## Text provided
#####

Stem Cell Considerations for the Clinician




“Although there is ample evidence that beneficial results can be obtained from the use of mesenchymal stem cells, several questions regarding their use remain to be answered. For many of these questions, preclinical models will be helpful, but the task of evaluating and implementing these findings for orthopaedic patients falls onto the shoulders of clinical researchers. Evaluation of these questions is a daunting, but such a challenge fits the concept of personalized medicine in today’s medicine.”


Key points








  • Mesenchymal stem cells (MSCs) isolated from different tissues share many characteristics, such as the capability for multilineage differentiation, absence of HLA-DR expression, and possession of the markers CD105, CD73, and CD90, but may vary in expression of other markers, such as CD36 and CD106.



  • In the United States, unpurified stem cells from bone marrow and other tissues can meet minimally manipulated classification as 361 tissue with exemption from Food and Drug Administration premarket review and regulation; however, enzymatic harvesting and culture expansion of MSCs are exclusive of 361 classification.



  • Harvesting of MSCs from different anatomic sites yields varying cell numbers and proliferation rates, as exemplified by comparison of MSCs isolated from bone marrow and adipose tissues. Age and sex differences were observed with decreased proliferation and differentiation and increased senescence markers.



  • Paracrine effects of soluble mediators and cell-to-cell interactions of MSCs affect innate and adaptive immunity and decrease inflammation.






Introduction


Over the past 60 years, evidence has accumulated supporting the existence of a multipotent adult stem cell population in the body that has the potential to differentiate into bone, cartilage, tendon, ligament, adipocytes, dermis, muscle, and connective tissue. These cells are now collectively grouped under the term mesenchymal stem cells (MSCs) or multipotent mesenchymal stromal cells. A large proportion of the studies on MSCs have involved the role of these cells in the development and repair of bone and cartilage, heightening interest in the clinical orthopaedic community. In 1966, intraperitoneal diffusion chambers implanted with mouse bone marrow cells demonstrated that undifferentiated “stem” cells were present and resulted in osteogenic foci of cells producing alkaline phosphatase (AlkP) and fibroblasts while hematopoietic cells were lost. Interestingly, orthopaedic surgeons were already using viable cancellous bone chips containing these cells in fracture repair. In the first edition of Campbell’s Operative Orthopaedics (1939), a recommended treatment of nonunions included a combination of stable fixation and packing of cancellous bone chips from the proximal tibia. Even though the concept of stem cells as we know today was unknown at the time, early orthopaedic surgeons recognized the osteogenic effect of cancellous bone and bone marrow.

#####

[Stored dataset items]
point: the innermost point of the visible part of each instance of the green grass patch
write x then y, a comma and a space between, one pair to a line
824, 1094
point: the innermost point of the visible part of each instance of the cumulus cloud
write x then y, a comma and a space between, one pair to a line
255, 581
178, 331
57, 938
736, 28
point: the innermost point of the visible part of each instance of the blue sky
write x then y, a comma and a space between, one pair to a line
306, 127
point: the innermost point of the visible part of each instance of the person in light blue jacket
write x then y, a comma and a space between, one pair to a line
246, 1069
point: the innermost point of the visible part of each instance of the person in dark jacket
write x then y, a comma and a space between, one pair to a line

#####

## Your assignment
List every CD marker named in the stem cell text. The data is not needed for this task.

## Solved problem
CD105, CD73, CD90, CD36, CD106